[Stored dataset items]
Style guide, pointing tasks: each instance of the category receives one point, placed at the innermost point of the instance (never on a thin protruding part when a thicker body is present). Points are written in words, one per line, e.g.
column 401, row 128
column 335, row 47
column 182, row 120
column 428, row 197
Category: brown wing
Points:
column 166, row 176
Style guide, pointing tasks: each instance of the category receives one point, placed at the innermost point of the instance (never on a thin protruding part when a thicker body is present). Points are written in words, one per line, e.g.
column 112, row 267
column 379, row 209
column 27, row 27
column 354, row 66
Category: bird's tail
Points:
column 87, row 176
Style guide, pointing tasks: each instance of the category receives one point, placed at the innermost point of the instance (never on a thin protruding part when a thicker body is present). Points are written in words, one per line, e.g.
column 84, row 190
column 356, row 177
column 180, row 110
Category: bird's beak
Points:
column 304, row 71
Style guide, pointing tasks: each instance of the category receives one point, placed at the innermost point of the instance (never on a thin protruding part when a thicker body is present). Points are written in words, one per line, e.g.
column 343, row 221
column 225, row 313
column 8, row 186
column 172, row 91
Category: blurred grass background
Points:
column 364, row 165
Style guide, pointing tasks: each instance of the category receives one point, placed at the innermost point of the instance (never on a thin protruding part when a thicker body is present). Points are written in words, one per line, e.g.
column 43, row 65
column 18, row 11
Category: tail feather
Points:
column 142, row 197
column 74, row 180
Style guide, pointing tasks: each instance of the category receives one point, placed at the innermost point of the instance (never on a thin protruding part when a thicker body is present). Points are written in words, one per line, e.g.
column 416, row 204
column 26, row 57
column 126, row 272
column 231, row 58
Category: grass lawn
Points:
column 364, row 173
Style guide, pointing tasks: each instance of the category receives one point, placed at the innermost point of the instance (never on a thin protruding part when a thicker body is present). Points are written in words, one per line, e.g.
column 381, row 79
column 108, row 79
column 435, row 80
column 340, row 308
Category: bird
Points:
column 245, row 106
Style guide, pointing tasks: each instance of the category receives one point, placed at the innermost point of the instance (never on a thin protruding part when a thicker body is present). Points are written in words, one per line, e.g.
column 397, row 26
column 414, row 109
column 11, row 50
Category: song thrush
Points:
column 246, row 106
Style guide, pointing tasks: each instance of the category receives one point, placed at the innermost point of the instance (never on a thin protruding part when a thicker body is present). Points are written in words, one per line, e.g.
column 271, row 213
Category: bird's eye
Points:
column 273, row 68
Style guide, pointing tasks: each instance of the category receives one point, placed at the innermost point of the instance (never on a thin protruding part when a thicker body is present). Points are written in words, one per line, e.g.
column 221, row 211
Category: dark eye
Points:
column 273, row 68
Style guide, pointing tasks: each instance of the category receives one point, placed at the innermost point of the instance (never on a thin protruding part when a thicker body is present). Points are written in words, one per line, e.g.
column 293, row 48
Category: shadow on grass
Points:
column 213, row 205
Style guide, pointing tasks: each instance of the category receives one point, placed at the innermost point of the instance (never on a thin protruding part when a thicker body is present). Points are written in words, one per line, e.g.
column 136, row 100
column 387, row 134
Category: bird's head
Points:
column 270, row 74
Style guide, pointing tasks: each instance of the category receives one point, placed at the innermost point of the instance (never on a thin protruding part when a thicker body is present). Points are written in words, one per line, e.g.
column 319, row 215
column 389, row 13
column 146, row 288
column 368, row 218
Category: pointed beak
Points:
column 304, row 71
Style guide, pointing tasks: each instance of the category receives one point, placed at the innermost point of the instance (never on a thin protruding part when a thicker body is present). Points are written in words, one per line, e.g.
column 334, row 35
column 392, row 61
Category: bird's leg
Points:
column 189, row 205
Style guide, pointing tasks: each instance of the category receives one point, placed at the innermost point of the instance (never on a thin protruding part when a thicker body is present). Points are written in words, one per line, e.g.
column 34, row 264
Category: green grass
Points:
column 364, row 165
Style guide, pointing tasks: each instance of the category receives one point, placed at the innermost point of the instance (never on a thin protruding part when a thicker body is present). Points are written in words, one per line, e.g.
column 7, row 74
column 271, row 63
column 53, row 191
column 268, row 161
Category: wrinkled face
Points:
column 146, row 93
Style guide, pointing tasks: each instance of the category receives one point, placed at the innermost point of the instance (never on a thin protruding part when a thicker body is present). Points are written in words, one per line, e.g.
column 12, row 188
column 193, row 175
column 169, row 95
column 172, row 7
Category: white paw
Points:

ABOUT THIS EXERCISE> Beginning at the line above that contains "Category: dark eye", return each line exactly through the line that contains "Category: bird's head", and no others.

ANSWER SPACE>
Category: dark eye
Points:
column 273, row 68
Style guide, pointing tasks: each instance of the category receives one point, placed at the innermost point of the instance (never on a thin protruding part when a thicker body is present). Points are written in words, one per line, e.g.
column 293, row 48
Category: shadow on grass
Points:
column 213, row 205
Style guide, pointing tasks: each instance of the category receives one point, placed at the innermost point of the instance (never on a thin protruding part when a thicker body is present). Points are written in words, one per line, e.g.
column 136, row 100
column 387, row 134
Category: bird's head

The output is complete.